• _Exercise objective_
From the first line to the last, print the data exactly.

─── Data for the task

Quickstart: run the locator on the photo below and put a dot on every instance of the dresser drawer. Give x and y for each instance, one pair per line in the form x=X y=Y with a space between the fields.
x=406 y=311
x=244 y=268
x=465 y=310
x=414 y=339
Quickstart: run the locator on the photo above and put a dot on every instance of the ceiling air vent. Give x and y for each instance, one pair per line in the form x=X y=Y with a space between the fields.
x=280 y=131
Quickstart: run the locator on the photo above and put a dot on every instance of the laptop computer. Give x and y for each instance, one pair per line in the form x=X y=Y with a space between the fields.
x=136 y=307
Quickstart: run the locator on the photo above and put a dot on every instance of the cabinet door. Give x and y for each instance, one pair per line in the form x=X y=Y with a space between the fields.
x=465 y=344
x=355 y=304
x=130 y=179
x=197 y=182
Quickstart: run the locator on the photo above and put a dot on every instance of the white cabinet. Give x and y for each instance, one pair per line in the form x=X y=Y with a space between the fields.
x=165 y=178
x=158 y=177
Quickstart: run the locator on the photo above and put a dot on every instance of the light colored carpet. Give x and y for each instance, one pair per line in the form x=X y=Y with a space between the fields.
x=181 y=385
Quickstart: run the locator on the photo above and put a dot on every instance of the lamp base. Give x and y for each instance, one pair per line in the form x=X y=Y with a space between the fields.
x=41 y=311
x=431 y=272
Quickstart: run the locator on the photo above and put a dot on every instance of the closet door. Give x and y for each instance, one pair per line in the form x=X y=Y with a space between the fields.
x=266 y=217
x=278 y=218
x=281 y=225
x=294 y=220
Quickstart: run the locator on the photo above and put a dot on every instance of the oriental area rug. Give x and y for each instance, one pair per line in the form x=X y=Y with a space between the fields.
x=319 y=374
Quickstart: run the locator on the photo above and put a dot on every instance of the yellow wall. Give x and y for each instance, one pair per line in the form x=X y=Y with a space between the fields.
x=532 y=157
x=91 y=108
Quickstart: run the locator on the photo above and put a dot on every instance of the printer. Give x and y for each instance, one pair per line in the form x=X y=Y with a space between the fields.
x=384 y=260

──────

• _Exercise response_
Quickstart: run the locator on the photo below and put a dot on every instance of the dresser drawer. Give x and y for each instance, one pair per line in the form x=X y=Y with a space between the fields.
x=406 y=311
x=244 y=268
x=465 y=310
x=414 y=339
Quickstart: run the locator on the photo above and put a dot on every instance of the ceiling air vent. Give x and y for each instance, one pair per line in the form x=X y=Y with a space between the fields.
x=280 y=131
Quickstart: run the locator on the photo above and put a dot on every instance of the laptop computer. Give x and y for each instance, one pair per line in the form x=X y=Y with a space between the fields.
x=136 y=307
Quickstart: run the locator on the photo above and put a dot on every instance of the cabinet door. Give x and y for each instance, one pair per line in the form x=X y=Y with a space between the fields.
x=465 y=344
x=355 y=304
x=130 y=179
x=197 y=182
Quickstart: run the locator on the photo above and put a dot on every instance of the white cabinet. Give x and y for each instance, one pair per line in the form x=X y=Y with a space between the fields.
x=165 y=178
x=158 y=177
Quickstart: run the locator on the photo above and put a dot on every instance of the light colored carpet. Give x and y for each instance, one pair per line in the form x=X y=Y with a space between the fields.
x=181 y=385
Quickstart: run the locator on the photo above and put a dot on every instance of the lamp base. Give x and y for each instance, one pair per line in the form x=X y=Y with a space between the fields.
x=41 y=311
x=431 y=272
Quickstart: run the locator on the photo above and put a dot on every instance of the closet door. Give x and y for each instance, one pair per line in the form x=X y=Y with a space between the fields.
x=266 y=217
x=278 y=218
x=281 y=225
x=294 y=220
Quickstart: run the locator on the photo above and put a dot on every instance of the oriental area rug. Give x and y for each instance, one pair per line in the form x=X y=Y with a space between the fields.
x=319 y=374
Quickstart: run the locator on the photo above and put a dot on every instance of the yellow wall. Give x and y for each instance, one pair per line in the form x=X y=Y with a space between the fields.
x=532 y=157
x=91 y=108
Quickstart: run the locator on the photo above and put a dot on every instance of the printer. Give x and y for each instance, one pair per line in the form x=X y=Y with a space between the fields.
x=384 y=260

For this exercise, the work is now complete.